◆ **Work to complete**: In the listing below, how many lines contain the word "rough"? Please respond with the number only.

*** Given entries Section Begins ***

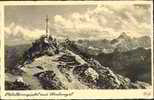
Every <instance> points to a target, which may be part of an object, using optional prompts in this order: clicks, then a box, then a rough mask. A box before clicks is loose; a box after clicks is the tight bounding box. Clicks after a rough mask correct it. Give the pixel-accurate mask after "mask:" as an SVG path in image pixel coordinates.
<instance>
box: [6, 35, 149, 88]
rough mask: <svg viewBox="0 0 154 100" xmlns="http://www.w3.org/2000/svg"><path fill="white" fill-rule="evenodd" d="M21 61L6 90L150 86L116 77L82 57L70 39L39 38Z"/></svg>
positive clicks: (20, 61)
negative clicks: (13, 79)
mask: <svg viewBox="0 0 154 100" xmlns="http://www.w3.org/2000/svg"><path fill="white" fill-rule="evenodd" d="M20 60H21V61H19V62H20V63H19V64H18V65H16V66H15V68H13V71H14V73H15V74H16V75H17V76H19V77H20V78H16V80H14V82H9V79H6V89H7V90H12V89H13V90H14V89H17V90H20V89H21V90H26V89H47V90H48V89H49V90H52V89H56V90H57V89H58V90H59V89H128V88H134V89H135V88H149V87H150V85H149V84H148V83H144V82H139V81H136V82H132V81H131V80H130V79H128V78H126V77H123V76H121V75H118V74H115V73H114V72H113V71H112V70H111V69H110V68H108V67H104V66H102V65H101V64H100V63H99V62H98V61H97V60H95V59H94V58H91V56H89V55H84V54H83V53H82V52H81V51H80V50H79V49H77V45H76V44H75V43H74V42H73V41H70V40H69V39H66V40H65V41H64V42H62V43H58V42H57V41H56V39H54V38H52V37H50V36H49V37H47V36H42V37H41V38H40V39H38V40H36V41H35V42H34V43H32V47H30V48H29V49H28V51H26V52H25V53H24V55H23V56H22V59H20ZM16 72H18V73H16ZM6 76H7V74H6ZM32 81H33V82H32ZM19 83H20V84H19ZM38 83H39V84H38ZM139 83H140V84H139ZM36 84H37V86H36ZM18 85H19V86H18ZM19 87H20V88H19Z"/></svg>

*** Given entries Section Ends ***

◆ **Worked solution**: 2